→ GIVEN PROBLEM
Collect every line in the records below that contains the word "shirt", copying each one unchanged.

== LISTED ENTRIES ==

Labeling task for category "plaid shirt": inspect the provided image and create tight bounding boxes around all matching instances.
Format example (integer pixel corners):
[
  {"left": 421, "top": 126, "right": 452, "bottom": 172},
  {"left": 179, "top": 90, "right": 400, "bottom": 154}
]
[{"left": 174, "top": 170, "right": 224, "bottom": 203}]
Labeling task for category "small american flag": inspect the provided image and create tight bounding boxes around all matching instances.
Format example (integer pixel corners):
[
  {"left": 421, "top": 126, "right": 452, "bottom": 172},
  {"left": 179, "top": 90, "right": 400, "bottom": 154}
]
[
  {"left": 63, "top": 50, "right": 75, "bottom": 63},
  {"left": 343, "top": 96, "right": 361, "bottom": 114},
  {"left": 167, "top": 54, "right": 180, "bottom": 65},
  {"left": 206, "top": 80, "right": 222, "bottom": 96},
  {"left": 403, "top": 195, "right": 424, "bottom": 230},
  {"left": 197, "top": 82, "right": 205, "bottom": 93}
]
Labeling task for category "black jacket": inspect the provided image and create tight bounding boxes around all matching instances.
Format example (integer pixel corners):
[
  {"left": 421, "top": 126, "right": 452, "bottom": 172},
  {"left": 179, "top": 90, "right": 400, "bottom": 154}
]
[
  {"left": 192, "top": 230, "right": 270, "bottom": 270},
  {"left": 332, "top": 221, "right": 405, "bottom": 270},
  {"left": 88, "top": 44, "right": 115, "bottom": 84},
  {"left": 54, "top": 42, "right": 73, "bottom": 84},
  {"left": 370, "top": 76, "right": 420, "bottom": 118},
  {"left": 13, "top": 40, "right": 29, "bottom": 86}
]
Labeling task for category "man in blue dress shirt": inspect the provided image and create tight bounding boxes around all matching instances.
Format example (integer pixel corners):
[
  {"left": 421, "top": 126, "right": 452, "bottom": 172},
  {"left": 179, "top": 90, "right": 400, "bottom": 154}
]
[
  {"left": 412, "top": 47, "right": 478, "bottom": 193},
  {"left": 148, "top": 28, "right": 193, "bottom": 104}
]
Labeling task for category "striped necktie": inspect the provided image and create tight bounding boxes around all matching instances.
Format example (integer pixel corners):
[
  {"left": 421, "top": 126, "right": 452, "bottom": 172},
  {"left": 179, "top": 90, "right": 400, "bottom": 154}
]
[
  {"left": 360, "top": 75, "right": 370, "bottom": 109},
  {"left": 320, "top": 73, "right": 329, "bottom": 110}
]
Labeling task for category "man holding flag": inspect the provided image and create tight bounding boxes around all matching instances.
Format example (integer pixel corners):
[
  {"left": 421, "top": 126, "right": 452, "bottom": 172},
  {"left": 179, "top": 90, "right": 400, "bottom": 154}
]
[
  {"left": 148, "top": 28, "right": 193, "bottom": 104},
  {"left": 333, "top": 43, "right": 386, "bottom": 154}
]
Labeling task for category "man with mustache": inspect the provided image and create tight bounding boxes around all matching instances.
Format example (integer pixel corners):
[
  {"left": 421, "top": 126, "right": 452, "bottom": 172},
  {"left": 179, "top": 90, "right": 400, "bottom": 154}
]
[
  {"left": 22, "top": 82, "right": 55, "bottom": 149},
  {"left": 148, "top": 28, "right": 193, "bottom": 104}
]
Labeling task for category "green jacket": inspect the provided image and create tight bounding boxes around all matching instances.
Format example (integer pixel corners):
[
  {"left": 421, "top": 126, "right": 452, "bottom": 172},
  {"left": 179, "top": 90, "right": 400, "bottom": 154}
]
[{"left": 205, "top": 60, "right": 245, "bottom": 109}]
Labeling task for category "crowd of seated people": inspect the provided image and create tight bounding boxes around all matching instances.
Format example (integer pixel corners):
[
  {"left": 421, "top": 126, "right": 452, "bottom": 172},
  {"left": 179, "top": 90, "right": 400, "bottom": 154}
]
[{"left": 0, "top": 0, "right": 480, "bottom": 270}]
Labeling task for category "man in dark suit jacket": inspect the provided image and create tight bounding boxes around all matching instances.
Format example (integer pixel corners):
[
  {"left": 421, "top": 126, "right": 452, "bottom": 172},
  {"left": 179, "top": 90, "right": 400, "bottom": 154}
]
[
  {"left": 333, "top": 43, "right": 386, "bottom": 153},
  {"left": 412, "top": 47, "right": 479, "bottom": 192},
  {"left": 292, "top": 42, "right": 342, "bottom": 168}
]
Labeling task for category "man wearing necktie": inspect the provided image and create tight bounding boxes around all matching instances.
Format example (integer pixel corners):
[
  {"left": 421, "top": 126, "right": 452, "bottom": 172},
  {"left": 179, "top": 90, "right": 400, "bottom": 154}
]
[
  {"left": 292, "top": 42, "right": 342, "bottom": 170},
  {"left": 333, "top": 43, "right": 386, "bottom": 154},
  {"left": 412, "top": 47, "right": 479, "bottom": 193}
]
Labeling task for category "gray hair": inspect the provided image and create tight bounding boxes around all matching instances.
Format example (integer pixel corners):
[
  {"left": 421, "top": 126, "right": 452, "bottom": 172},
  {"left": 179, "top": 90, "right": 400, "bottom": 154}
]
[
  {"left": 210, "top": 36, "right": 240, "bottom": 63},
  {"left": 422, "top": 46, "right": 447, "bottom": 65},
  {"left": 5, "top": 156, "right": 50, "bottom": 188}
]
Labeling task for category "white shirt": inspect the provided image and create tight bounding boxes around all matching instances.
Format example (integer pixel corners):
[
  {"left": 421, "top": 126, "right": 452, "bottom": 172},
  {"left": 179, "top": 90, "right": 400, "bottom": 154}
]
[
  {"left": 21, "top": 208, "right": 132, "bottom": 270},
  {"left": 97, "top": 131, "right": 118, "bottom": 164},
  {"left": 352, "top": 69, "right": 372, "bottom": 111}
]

===

→ WRITTEN SOLUTION
Labeling task for category "plaid shirt": inspect the provided image and create tight bounding boxes around all matching instances.
Labeling task for category "man in blue dress shirt": inspect the provided image and create tight bounding boxes around all matching instances.
Labeling task for category "white shirt": inspect the provided image and create tight bounding boxes around all matching instances.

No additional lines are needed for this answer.